I’m turning 65 tomorrow, which is a big day in anyone’s life, if only because it’s the day you officially become what our government likes to refer to as a “senior citizen.” Or, hell, they probably have a different term for it now as the communists in charge go about bastardizing the language. Regardless, in 24 hours I will qualify for every “senior discount” known to mankind, so I’m cool with that.
Rather than lament the fact that I’m getting old - which does, of course, beat the alternative - and talk about all the awful news going on around us (godspeed to everyone in Louisiana) I thought I’d take just a moment to focus on some truly good news that has taken place in my lifetime.
Below is a chart from a website called “Our World in Data” - www.ourworldindata.com - which depicts the progress that mankind has made in preventing global deaths from natural disasters since 1900. Take a look at it:
In conversations I’ve had over the years about all the amazing things that have happened in my lifetime, I have tended to focus on technological advances, like putting men on the moon, the development of satellite tech, the integrated circuit, computers, cell phones, the Internet, etc. Hell, when I went into the workforce in 1979, high-speed copy machines were a new thing, no one had ever heard of a laptop computer, and we didn’t even have fax machines. To go from there to here in 42 years is really almost magic.
In the year I was born, by comparison, people talked about the miracles of Saran Wrap and underarm deodorant. It’s a big difference.
But let’s go back to that chart now. We are inundated every day with messages from our propaganda fake news media telling us that, because of this all-powerful, all-controlling thing they now call “climate change,” people all over the world are dying by the thousands due to droughts and floods and hurricanes and sea rise and wildfires and whatever else the climate “scientists” can make up to scare us with. You all know that’s true: Just tune into the Weather Channel’s coverage of Hurricane Ida today and you will be fully brainwashed within an hour with this kind of nonsense.

-*-

Rewrite the stretch of the essay from "I’m turning 65" through "cool with that.", putting "retiree discount" in place of "senior discount". The lines after this point come from a separate source.

-*-

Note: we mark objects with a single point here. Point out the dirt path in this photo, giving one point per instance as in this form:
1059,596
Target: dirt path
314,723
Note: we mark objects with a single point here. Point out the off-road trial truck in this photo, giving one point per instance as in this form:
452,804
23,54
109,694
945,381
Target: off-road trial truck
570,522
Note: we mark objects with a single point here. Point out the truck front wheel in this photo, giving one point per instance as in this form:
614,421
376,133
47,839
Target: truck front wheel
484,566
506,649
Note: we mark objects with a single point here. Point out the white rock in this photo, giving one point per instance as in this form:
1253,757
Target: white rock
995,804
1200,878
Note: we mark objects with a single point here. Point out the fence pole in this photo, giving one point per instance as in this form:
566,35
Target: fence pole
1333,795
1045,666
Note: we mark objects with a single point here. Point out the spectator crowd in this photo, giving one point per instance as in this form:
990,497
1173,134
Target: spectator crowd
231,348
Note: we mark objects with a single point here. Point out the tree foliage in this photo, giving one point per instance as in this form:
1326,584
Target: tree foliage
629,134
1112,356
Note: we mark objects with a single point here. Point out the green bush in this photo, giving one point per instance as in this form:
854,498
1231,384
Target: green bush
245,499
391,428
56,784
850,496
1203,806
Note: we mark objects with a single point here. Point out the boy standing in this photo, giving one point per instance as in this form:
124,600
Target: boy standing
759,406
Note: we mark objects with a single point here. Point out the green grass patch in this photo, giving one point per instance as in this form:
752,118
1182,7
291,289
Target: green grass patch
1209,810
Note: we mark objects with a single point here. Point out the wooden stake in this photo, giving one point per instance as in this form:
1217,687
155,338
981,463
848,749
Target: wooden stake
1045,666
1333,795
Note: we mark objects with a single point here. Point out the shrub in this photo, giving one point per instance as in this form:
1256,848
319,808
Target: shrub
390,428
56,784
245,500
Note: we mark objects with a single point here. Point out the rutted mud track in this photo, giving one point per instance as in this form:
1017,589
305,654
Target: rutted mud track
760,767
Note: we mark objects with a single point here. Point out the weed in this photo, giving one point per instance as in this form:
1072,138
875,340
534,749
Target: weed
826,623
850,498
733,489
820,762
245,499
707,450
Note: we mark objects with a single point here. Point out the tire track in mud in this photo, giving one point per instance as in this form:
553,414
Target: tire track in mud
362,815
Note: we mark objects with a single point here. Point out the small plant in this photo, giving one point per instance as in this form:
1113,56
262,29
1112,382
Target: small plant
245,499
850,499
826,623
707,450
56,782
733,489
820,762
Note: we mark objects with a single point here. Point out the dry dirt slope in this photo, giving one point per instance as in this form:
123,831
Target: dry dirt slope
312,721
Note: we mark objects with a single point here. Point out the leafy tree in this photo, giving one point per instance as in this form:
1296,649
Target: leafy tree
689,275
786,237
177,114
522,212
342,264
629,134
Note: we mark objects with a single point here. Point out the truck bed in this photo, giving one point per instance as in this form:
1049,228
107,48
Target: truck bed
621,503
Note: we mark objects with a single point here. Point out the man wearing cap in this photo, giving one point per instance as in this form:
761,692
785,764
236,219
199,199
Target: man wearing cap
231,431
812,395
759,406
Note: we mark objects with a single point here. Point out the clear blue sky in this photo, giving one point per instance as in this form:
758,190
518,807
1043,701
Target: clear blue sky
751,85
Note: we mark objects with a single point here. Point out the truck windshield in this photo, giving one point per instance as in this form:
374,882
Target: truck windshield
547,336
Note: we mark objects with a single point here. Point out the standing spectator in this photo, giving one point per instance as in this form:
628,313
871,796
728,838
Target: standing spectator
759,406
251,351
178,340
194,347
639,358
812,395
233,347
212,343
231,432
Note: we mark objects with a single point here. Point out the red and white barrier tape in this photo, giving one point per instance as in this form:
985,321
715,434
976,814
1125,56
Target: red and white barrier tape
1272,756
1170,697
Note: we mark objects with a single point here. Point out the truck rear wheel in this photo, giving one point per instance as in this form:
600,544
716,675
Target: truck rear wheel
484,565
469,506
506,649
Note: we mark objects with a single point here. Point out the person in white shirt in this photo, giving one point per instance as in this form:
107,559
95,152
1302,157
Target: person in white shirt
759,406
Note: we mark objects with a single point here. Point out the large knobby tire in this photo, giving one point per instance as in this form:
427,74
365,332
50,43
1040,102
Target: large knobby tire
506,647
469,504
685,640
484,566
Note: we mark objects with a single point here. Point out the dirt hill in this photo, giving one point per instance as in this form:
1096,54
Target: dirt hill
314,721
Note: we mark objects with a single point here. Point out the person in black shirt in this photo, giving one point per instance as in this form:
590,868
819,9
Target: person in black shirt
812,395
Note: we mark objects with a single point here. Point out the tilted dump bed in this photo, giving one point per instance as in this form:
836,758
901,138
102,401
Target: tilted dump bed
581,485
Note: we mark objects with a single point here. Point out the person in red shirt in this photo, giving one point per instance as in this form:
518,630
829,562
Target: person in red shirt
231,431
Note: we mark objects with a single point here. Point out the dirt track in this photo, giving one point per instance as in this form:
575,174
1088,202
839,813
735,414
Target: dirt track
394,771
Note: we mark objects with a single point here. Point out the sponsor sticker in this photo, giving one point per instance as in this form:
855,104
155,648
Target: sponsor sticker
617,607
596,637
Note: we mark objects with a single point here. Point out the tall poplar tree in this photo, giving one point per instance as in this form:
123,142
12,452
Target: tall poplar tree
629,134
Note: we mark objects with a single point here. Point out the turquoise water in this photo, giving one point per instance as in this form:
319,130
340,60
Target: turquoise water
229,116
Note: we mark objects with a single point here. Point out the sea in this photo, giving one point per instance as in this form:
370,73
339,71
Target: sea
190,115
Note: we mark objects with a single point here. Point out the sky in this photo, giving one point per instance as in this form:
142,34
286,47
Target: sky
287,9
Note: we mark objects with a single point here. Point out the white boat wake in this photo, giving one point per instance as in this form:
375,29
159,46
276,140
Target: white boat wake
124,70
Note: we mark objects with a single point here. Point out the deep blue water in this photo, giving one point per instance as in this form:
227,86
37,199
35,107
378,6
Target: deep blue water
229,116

-*-

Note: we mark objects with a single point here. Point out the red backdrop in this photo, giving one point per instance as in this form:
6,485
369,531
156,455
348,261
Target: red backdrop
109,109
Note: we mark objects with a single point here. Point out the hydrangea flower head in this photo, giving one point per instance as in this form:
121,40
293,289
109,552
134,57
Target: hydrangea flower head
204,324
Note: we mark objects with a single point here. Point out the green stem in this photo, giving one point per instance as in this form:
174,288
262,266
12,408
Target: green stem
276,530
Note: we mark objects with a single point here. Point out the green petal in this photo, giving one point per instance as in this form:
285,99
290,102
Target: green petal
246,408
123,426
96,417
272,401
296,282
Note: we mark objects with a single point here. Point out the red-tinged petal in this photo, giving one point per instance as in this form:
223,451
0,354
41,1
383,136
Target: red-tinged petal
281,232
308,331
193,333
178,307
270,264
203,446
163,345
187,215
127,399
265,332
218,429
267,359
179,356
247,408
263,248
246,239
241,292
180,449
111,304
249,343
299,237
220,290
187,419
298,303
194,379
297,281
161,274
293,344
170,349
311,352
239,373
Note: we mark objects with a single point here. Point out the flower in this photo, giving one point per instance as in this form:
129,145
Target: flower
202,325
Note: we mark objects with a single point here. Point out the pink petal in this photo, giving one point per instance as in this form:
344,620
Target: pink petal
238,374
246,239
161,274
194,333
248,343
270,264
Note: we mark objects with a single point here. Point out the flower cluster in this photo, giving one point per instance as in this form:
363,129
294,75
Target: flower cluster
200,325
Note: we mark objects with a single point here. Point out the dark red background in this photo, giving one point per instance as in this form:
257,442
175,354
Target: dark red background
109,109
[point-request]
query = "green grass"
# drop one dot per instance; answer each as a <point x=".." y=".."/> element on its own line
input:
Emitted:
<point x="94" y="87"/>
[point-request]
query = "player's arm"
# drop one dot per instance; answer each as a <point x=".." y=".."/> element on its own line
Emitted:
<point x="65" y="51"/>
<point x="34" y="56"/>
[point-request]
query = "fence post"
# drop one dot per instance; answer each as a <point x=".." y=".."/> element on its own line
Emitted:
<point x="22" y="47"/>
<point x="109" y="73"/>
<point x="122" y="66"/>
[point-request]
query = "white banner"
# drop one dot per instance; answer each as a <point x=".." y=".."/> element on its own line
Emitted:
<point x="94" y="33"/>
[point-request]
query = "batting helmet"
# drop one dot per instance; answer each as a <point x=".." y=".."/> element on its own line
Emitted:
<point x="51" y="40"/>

-*-

**REPLY TO THE TASK**:
I’m turning 65 tomorrow, which is a big day in anyone’s life, if only because it’s the day you officially become what our government likes to refer to as a “senior citizen.” Or, hell, they probably have a different term for it now as the communists in charge go about bastardizing the language. Regardless, in 24 hours I will qualify for every “retiree discount” known to mankind, so I’m cool with that.